Aim of the task: Rewrite the data below as a JSON list of strings, one string per line and with blank lines omitted, covering everything from the line containing "Where can you spot the boy's blonde" down to the end of the data. Leave the pictures out of the answer.

— START —

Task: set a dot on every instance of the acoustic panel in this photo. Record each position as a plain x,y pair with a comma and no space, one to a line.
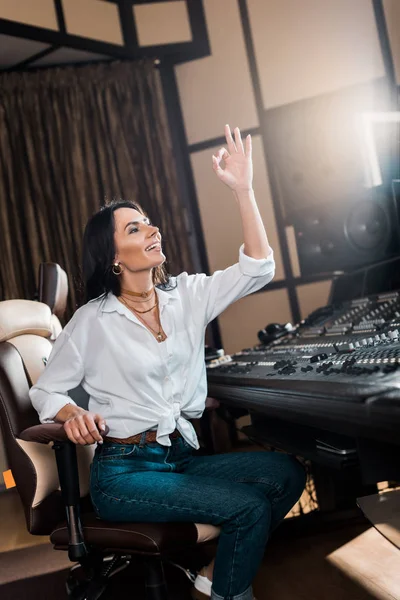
93,19
15,50
162,23
220,214
39,13
312,47
316,147
241,321
217,89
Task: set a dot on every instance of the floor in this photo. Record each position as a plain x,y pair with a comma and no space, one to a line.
346,563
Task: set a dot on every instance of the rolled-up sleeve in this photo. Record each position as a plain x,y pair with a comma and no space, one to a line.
64,371
211,295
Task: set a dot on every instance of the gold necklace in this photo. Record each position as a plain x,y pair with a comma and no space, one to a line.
139,294
142,312
160,335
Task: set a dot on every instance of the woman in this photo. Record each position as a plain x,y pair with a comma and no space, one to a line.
137,348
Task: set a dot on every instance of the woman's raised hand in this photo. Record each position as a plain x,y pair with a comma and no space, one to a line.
238,171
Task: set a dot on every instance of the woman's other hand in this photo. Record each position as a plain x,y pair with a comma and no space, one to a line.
81,426
238,171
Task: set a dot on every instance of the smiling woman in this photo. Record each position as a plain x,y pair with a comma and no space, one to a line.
137,348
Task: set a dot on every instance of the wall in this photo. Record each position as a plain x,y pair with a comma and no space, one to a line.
302,50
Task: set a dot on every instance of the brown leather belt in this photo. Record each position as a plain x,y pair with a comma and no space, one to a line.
151,436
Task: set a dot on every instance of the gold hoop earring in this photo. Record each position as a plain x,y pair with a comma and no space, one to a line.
115,267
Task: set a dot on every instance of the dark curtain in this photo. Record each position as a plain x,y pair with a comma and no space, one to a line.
71,139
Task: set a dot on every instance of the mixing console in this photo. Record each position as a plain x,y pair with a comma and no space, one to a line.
358,340
340,365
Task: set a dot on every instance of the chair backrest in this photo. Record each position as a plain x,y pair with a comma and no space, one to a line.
53,291
25,345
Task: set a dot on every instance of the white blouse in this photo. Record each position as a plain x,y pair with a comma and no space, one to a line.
133,381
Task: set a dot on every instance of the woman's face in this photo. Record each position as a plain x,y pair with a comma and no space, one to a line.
137,241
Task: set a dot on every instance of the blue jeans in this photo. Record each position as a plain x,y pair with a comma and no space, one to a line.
246,494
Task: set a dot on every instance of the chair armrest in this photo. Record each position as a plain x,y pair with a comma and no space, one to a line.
48,432
67,466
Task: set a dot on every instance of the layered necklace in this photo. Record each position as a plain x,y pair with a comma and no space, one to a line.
159,334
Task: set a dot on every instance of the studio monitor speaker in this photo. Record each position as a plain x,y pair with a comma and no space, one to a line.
357,229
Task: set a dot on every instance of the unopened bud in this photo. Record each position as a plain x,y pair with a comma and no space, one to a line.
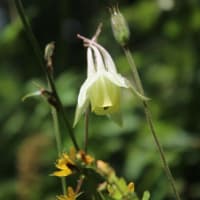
119,26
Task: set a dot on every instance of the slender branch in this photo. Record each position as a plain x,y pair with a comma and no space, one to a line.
150,121
39,55
58,142
86,129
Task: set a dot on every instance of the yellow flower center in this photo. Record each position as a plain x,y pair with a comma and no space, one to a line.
104,96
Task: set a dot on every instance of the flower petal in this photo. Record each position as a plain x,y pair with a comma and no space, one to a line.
110,65
117,79
83,100
90,63
62,173
98,58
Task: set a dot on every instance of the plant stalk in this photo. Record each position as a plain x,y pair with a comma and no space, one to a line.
58,142
148,115
39,55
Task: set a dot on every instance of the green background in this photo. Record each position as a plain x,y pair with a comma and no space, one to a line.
165,44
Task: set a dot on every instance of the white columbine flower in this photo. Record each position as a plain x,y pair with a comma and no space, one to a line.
102,88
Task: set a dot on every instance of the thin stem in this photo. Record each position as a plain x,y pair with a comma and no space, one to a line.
58,142
39,56
139,87
86,129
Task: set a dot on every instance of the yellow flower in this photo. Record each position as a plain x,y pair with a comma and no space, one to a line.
71,195
85,158
65,166
102,88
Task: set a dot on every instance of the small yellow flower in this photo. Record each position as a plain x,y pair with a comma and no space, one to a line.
85,158
131,187
65,166
71,195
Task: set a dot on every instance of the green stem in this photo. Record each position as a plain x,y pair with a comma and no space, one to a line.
39,55
58,142
139,87
86,129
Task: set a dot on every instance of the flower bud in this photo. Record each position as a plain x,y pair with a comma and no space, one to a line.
119,27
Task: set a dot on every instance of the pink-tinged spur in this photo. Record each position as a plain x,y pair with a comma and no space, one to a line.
102,88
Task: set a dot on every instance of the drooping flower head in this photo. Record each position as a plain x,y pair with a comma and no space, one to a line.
102,88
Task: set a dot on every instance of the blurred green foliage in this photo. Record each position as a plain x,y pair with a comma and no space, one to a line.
165,44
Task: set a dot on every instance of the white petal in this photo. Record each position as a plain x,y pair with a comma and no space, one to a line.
110,65
99,60
83,98
90,62
117,79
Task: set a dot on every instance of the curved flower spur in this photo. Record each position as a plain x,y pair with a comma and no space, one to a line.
102,88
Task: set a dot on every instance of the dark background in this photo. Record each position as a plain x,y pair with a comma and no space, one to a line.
165,43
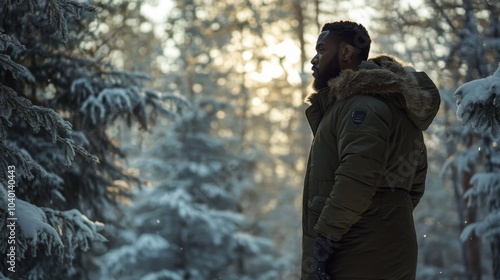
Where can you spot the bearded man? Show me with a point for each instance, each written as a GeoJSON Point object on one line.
{"type": "Point", "coordinates": [368, 161]}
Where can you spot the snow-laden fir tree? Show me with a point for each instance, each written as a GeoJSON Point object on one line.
{"type": "Point", "coordinates": [189, 223]}
{"type": "Point", "coordinates": [57, 100]}
{"type": "Point", "coordinates": [479, 108]}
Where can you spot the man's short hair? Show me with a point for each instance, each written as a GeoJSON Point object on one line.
{"type": "Point", "coordinates": [351, 33]}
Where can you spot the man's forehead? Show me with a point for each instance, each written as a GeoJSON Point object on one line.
{"type": "Point", "coordinates": [323, 37]}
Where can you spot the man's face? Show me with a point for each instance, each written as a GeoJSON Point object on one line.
{"type": "Point", "coordinates": [326, 62]}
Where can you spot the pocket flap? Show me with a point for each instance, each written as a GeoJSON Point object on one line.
{"type": "Point", "coordinates": [317, 203]}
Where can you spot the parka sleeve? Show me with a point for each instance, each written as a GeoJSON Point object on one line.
{"type": "Point", "coordinates": [362, 126]}
{"type": "Point", "coordinates": [418, 186]}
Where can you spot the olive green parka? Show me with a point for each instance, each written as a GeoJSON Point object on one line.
{"type": "Point", "coordinates": [367, 168]}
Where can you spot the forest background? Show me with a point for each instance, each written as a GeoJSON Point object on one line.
{"type": "Point", "coordinates": [167, 139]}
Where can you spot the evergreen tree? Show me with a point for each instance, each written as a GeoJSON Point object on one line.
{"type": "Point", "coordinates": [189, 223]}
{"type": "Point", "coordinates": [57, 101]}
{"type": "Point", "coordinates": [478, 108]}
{"type": "Point", "coordinates": [459, 43]}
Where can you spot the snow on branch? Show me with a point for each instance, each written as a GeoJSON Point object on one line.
{"type": "Point", "coordinates": [22, 160]}
{"type": "Point", "coordinates": [478, 104]}
{"type": "Point", "coordinates": [16, 69]}
{"type": "Point", "coordinates": [485, 186]}
{"type": "Point", "coordinates": [36, 116]}
{"type": "Point", "coordinates": [489, 227]}
{"type": "Point", "coordinates": [55, 12]}
{"type": "Point", "coordinates": [32, 223]}
{"type": "Point", "coordinates": [7, 41]}
{"type": "Point", "coordinates": [75, 229]}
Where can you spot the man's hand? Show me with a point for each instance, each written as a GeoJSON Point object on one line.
{"type": "Point", "coordinates": [323, 253]}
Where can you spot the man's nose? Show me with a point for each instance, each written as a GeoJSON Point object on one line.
{"type": "Point", "coordinates": [314, 61]}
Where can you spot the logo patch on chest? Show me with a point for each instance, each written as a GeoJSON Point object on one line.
{"type": "Point", "coordinates": [358, 117]}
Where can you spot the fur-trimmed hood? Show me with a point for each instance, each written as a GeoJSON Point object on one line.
{"type": "Point", "coordinates": [386, 77]}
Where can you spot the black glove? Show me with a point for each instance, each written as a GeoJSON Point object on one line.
{"type": "Point", "coordinates": [322, 254]}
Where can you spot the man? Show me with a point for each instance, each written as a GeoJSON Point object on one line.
{"type": "Point", "coordinates": [367, 166]}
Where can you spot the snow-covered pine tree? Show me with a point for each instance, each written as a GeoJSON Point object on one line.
{"type": "Point", "coordinates": [189, 222]}
{"type": "Point", "coordinates": [479, 108]}
{"type": "Point", "coordinates": [56, 103]}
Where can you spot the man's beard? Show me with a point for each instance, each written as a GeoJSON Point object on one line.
{"type": "Point", "coordinates": [331, 72]}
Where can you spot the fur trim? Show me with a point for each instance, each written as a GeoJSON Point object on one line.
{"type": "Point", "coordinates": [391, 78]}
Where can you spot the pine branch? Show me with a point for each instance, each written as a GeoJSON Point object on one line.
{"type": "Point", "coordinates": [22, 160]}
{"type": "Point", "coordinates": [16, 69]}
{"type": "Point", "coordinates": [36, 116]}
{"type": "Point", "coordinates": [7, 41]}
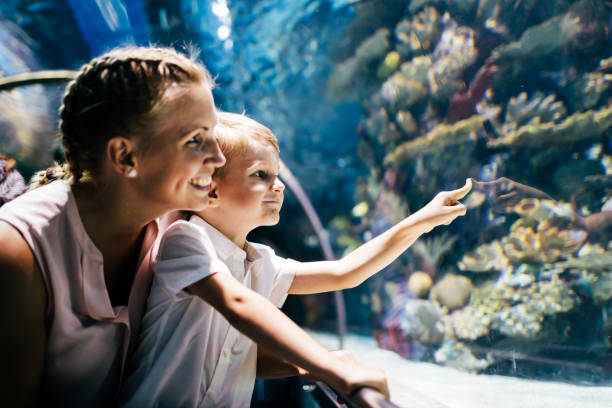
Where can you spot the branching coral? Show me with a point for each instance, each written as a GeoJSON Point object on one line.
{"type": "Point", "coordinates": [540, 40]}
{"type": "Point", "coordinates": [486, 258]}
{"type": "Point", "coordinates": [538, 108]}
{"type": "Point", "coordinates": [442, 136]}
{"type": "Point", "coordinates": [577, 127]}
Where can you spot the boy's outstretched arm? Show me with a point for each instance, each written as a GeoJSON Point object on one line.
{"type": "Point", "coordinates": [264, 323]}
{"type": "Point", "coordinates": [269, 366]}
{"type": "Point", "coordinates": [374, 255]}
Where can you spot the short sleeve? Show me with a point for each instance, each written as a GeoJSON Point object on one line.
{"type": "Point", "coordinates": [284, 270]}
{"type": "Point", "coordinates": [186, 255]}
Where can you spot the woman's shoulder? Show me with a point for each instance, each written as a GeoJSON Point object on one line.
{"type": "Point", "coordinates": [40, 204]}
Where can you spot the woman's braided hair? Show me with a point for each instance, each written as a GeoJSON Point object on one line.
{"type": "Point", "coordinates": [115, 94]}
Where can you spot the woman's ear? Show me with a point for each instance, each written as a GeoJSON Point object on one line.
{"type": "Point", "coordinates": [213, 196]}
{"type": "Point", "coordinates": [120, 152]}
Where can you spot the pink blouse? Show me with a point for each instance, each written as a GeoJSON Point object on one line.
{"type": "Point", "coordinates": [88, 340]}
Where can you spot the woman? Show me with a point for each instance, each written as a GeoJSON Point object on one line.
{"type": "Point", "coordinates": [75, 259]}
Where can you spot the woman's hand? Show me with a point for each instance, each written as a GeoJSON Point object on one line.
{"type": "Point", "coordinates": [355, 376]}
{"type": "Point", "coordinates": [444, 208]}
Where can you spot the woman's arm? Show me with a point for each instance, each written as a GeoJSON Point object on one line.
{"type": "Point", "coordinates": [374, 255]}
{"type": "Point", "coordinates": [264, 323]}
{"type": "Point", "coordinates": [22, 310]}
{"type": "Point", "coordinates": [270, 366]}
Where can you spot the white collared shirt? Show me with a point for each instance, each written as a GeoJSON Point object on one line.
{"type": "Point", "coordinates": [88, 339]}
{"type": "Point", "coordinates": [189, 355]}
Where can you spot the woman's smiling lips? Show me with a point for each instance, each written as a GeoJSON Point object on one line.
{"type": "Point", "coordinates": [201, 183]}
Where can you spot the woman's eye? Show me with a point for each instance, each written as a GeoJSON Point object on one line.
{"type": "Point", "coordinates": [195, 140]}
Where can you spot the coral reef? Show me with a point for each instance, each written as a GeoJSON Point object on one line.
{"type": "Point", "coordinates": [575, 128]}
{"type": "Point", "coordinates": [518, 95]}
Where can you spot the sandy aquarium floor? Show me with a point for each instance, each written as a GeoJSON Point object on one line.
{"type": "Point", "coordinates": [425, 385]}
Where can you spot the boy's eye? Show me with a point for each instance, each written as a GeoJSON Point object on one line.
{"type": "Point", "coordinates": [196, 139]}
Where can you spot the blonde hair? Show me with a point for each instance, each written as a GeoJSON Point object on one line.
{"type": "Point", "coordinates": [234, 131]}
{"type": "Point", "coordinates": [118, 93]}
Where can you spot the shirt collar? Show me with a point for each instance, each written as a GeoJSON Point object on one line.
{"type": "Point", "coordinates": [224, 246]}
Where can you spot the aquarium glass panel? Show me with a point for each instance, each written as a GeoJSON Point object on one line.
{"type": "Point", "coordinates": [379, 106]}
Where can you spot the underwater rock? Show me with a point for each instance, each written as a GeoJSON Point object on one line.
{"type": "Point", "coordinates": [538, 210]}
{"type": "Point", "coordinates": [419, 35]}
{"type": "Point", "coordinates": [431, 250]}
{"type": "Point", "coordinates": [453, 291]}
{"type": "Point", "coordinates": [376, 122]}
{"type": "Point", "coordinates": [538, 108]}
{"type": "Point", "coordinates": [601, 288]}
{"type": "Point", "coordinates": [436, 140]}
{"type": "Point", "coordinates": [458, 355]}
{"type": "Point", "coordinates": [342, 79]}
{"type": "Point", "coordinates": [540, 40]}
{"type": "Point", "coordinates": [454, 52]}
{"type": "Point", "coordinates": [388, 65]}
{"type": "Point", "coordinates": [406, 122]}
{"type": "Point", "coordinates": [420, 321]}
{"type": "Point", "coordinates": [402, 92]}
{"type": "Point", "coordinates": [468, 323]}
{"type": "Point", "coordinates": [588, 89]}
{"type": "Point", "coordinates": [463, 104]}
{"type": "Point", "coordinates": [547, 244]}
{"type": "Point", "coordinates": [417, 69]}
{"type": "Point", "coordinates": [419, 284]}
{"type": "Point", "coordinates": [591, 261]}
{"type": "Point", "coordinates": [486, 258]}
{"type": "Point", "coordinates": [575, 128]}
{"type": "Point", "coordinates": [521, 312]}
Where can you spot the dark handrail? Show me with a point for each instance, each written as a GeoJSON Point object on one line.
{"type": "Point", "coordinates": [37, 77]}
{"type": "Point", "coordinates": [365, 397]}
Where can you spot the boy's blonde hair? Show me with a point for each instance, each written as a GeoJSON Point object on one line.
{"type": "Point", "coordinates": [233, 132]}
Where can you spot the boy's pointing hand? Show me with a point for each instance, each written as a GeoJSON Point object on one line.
{"type": "Point", "coordinates": [444, 208]}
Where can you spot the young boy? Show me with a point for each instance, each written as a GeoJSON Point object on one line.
{"type": "Point", "coordinates": [193, 355]}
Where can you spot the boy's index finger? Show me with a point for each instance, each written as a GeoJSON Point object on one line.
{"type": "Point", "coordinates": [461, 192]}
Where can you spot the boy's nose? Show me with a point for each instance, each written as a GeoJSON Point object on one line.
{"type": "Point", "coordinates": [278, 185]}
{"type": "Point", "coordinates": [215, 156]}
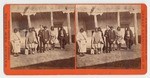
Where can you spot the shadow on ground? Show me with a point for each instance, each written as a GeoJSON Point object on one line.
{"type": "Point", "coordinates": [124, 64]}
{"type": "Point", "coordinates": [57, 64]}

— END —

Exercise result:
[
  "Where can you spot the boy's blonde hair? Show me with a point for each instance, each written as a GeoJSON Point object on one line.",
  "{\"type\": \"Point\", \"coordinates\": [233, 132]}",
  "Where can you spot the boy's pointing hand? Show me with a point for each instance, each written as a GeoJSON Point object on one line.",
  "{\"type\": \"Point\", \"coordinates\": [444, 208]}",
  "Where can you spot the young boy? Show me with a point for each instance, each written as a GeoJSON Point object on one line.",
  "{\"type\": \"Point\", \"coordinates\": [193, 355]}",
  "Where can you spot the boy's index finger? Show me with a point for each instance, each written as a GeoJSON Point object on one line.",
  "{\"type\": \"Point\", \"coordinates\": [461, 192]}",
  "Where can you spot the boy's nose? Show me with a point for each instance, each written as a GeoJSON Point object on one line.",
  "{\"type\": \"Point\", \"coordinates\": [278, 185]}",
  "{\"type\": \"Point\", \"coordinates\": [215, 156]}",
  "Where can you spot the shadow on ground? Show me with a point for each instance, each written as a GeoJSON Point object on one line.",
  "{\"type\": \"Point\", \"coordinates\": [124, 64]}",
  "{\"type\": \"Point\", \"coordinates\": [57, 64]}"
]